**Data shown**:
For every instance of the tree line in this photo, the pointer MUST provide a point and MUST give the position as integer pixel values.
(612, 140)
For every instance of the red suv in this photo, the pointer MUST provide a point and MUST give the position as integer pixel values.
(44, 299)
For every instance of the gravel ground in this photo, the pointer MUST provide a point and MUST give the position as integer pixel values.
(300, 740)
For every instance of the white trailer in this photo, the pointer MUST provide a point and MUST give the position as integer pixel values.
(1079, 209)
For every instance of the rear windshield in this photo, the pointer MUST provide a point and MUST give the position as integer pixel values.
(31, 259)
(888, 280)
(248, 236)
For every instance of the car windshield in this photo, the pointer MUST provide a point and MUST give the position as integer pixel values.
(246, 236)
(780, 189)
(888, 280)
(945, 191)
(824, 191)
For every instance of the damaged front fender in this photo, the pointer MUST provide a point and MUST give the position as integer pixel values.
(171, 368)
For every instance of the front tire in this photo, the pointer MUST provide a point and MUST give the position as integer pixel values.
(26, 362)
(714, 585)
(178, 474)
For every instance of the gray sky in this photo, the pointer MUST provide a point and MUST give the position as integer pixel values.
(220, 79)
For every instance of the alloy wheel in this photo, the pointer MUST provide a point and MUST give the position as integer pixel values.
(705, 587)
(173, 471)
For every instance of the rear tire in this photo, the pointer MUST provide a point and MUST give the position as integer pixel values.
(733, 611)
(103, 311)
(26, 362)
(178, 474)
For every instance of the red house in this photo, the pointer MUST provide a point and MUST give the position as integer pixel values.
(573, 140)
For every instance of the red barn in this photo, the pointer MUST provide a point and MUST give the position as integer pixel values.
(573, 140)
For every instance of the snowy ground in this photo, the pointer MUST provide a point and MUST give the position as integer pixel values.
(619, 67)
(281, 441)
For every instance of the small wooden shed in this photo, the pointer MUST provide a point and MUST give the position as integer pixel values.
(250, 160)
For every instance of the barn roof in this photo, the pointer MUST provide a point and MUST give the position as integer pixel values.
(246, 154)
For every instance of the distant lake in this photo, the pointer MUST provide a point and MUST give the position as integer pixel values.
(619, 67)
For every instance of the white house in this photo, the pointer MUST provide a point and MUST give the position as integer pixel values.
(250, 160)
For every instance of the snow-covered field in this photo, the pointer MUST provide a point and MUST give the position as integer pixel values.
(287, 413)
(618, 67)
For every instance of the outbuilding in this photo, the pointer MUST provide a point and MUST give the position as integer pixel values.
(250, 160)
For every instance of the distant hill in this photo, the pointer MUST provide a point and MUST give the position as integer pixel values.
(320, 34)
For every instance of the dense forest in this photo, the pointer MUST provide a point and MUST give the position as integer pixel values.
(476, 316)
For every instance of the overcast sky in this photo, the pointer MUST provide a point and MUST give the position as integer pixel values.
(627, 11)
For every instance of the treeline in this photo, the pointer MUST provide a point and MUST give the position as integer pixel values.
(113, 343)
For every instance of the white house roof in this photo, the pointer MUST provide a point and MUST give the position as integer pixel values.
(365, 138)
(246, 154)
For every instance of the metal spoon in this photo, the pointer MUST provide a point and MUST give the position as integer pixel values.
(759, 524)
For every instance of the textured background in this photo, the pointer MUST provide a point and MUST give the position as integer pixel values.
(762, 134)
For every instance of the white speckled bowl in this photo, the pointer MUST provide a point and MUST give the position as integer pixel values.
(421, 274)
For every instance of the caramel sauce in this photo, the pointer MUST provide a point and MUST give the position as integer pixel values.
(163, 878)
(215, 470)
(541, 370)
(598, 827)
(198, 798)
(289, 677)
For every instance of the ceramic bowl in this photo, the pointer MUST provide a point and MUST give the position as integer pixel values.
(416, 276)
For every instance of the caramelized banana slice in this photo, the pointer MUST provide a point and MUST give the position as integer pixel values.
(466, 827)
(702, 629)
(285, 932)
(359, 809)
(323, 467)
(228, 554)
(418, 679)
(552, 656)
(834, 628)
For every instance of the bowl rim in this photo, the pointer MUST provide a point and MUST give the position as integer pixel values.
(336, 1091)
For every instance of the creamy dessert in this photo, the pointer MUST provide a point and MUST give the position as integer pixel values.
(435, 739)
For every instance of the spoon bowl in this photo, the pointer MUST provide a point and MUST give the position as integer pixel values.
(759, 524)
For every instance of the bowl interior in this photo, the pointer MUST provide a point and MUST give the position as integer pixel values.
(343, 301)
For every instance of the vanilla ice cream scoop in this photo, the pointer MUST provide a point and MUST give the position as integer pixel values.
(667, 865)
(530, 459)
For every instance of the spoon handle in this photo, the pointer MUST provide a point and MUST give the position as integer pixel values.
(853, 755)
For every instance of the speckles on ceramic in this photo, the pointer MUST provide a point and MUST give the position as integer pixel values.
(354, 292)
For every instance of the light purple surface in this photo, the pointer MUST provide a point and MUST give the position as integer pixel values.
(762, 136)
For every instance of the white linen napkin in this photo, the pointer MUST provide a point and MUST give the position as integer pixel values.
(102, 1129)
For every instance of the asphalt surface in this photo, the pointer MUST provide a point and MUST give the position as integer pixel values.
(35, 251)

**What to produce**: Repeat the records exactly, including every line.

**Response**:
For every instance of the tree line in this photo, the pointer MUST provide a point and MUST give the position as integer pixel values.
(612, 140)
For every instance of the red suv in this photo, the pointer MUST provide a point and MUST give the position as integer pixel values.
(44, 299)
For every instance of the gravel ground in this photo, the pointer MUST provide a point and MUST give the position as integer pixel values.
(300, 740)
For every instance of the white trailer in this photo, the pointer MUST provide a point and MUST give the position as integer pixel values.
(1079, 209)
For every instance of the rear windshield in this photo, the pointer MUST provide a point and MUST give the position as integer pixel values.
(31, 259)
(888, 280)
(248, 236)
For every instance of the car windshield in this photo, the pointer MUST provide a point and MUST give the position as integer pixel values.
(246, 236)
(780, 189)
(888, 280)
(945, 191)
(824, 191)
For every instance of the damaged front fender in this photo, the pointer MUST provide a point and MUST give the position as integer pixel values.
(171, 368)
For every instance of the front tire in this photo, the pointer MUST provide a point and MUST give the position as integer pixel values.
(26, 362)
(714, 585)
(178, 474)
For every instance of the gray sky in this photo, the pointer MUST provide a point and MUST give the position as integer pixel values.
(220, 79)
For every instance of the alloy wheel in this photo, the pointer MUST provide a point and MUST give the position as integer pixel values.
(705, 587)
(173, 471)
For every instance of the rear tire in this photo, the pointer MUST provide a point and MUST give the position as integer pixel values.
(733, 611)
(103, 311)
(26, 362)
(178, 474)
For every instance of the red house in this photo, the pointer MUST provide a point and MUST give the position as integer pixel values.
(573, 140)
For every instance of the red barn in this photo, the pointer MUST provide a point and MUST give the position as integer pixel values.
(573, 140)
For every instance of the snowy ground in this photo, the pointer MUST provide a point and MUST give the position as integer pixel values.
(619, 67)
(281, 441)
For every instance of the small wooden shed in this photo, the pointer MUST provide a point and MUST give the position as integer pixel values.
(250, 160)
For every instance of the barn roof in this photo, the pointer MUST provide a point and MUST give the position as integer pixel values.
(246, 154)
For every instance of the distant lake in this photo, the pointer MUST provide a point and MUST give the position as integer pixel values.
(619, 67)
For every instance of the white house in this photo, the pointer MUST provide a point and MUST give the position as integer pixel values.
(250, 160)
For every instance of the snow-covered field in this photo, the pointer MUST provide a point and MUST give the position as integer pixel values.
(287, 413)
(618, 67)
For every instance of the outbuilding in this photo, the pointer MUST provide a point and MUST give the position as integer pixel values.
(250, 160)
For every instance of the distant hill in this photo, the pointer MUST provide a point and MUST give the position as integer pixel values.
(320, 34)
For every instance of the dense forest in this photo, the pointer MUST provide a point and MUST give the position as integer pixel values.
(476, 316)
For every instance of the overcast sky in this photo, the pointer MUST provide a point and MUST give the position as integer pixel values.
(627, 11)
For every instance of the treeline in this photo, the pointer MUST provide a point and MUST give the position as integer pixel values.
(113, 343)
For every instance of the white house roof in this photo, the pointer MUST provide a point and MUST give the position as integer pixel values.
(365, 138)
(246, 154)
For every instance of the metal spoon in this photo, the pointer MUST provide a point and MUST give the position as integer pixel values.
(759, 524)
For every instance of the textured background in this photo, the pointer MUST provide a point and MUST give the position as integer pixel values.
(762, 134)
For every instance of the white speckled bowl in this photo, the pointer MUST provide a point and MUST give the position as integer pixel values.
(421, 274)
For every instance of the caramel sauce in this photo, the pointer MUST provide a point and MUST give the position as integer pixel values.
(163, 878)
(215, 470)
(541, 370)
(598, 827)
(198, 798)
(289, 677)
For every instance of the ceramic bowl in this photo, the pointer MUST provide a point and MUST give the position as integer pixel values.
(416, 276)
For every instance of the caramelized banana slice in this photo, the pointer MUST provide a point and MUST give the position as integer pixel values.
(466, 827)
(702, 629)
(285, 932)
(359, 809)
(323, 467)
(228, 554)
(418, 679)
(552, 656)
(834, 628)
For every instance of the bowl rim in this photo, the pointer MUST provide a point and MUST give the position as integer pixel values.
(336, 1091)
For every instance of the creamy dessert in this photo, the pointer MUST provide a point and MUST give the position as integer pixel values.
(435, 739)
For every instance of the spoon bowl in this photo, the pointer MUST provide a point and MUST give the position as integer pixel values.
(759, 524)
For every instance of the bowl interior in this photo, the pointer MUST provide a point and MUST give the position as integer pixel values.
(343, 301)
For every instance of the vanilla ice cream scoop in this photo, the pointer MUST provide a point and MUST give the position as integer pixel values.
(667, 865)
(530, 459)
For every instance of the spoon handle in this photo, the pointer MUST provide a point and MUST give the position as integer pixel values.
(853, 755)
For every instance of the speckles on ceramic in this photo, the pointer MUST provide a point and MUST give the position as integer pixel values.
(354, 292)
For every instance of the light purple surface in this photo, the pointer MUST provide a point and MUST give the position as integer pixel values.
(762, 136)
For every instance of the white linen napkin in this photo, the pointer MUST provide a point and MUST give the position as integer pixel values.
(102, 1129)
For every instance of the asphalt surface in this photo, the pointer MUST provide a point and MUST give the position as integer pixel values.
(35, 251)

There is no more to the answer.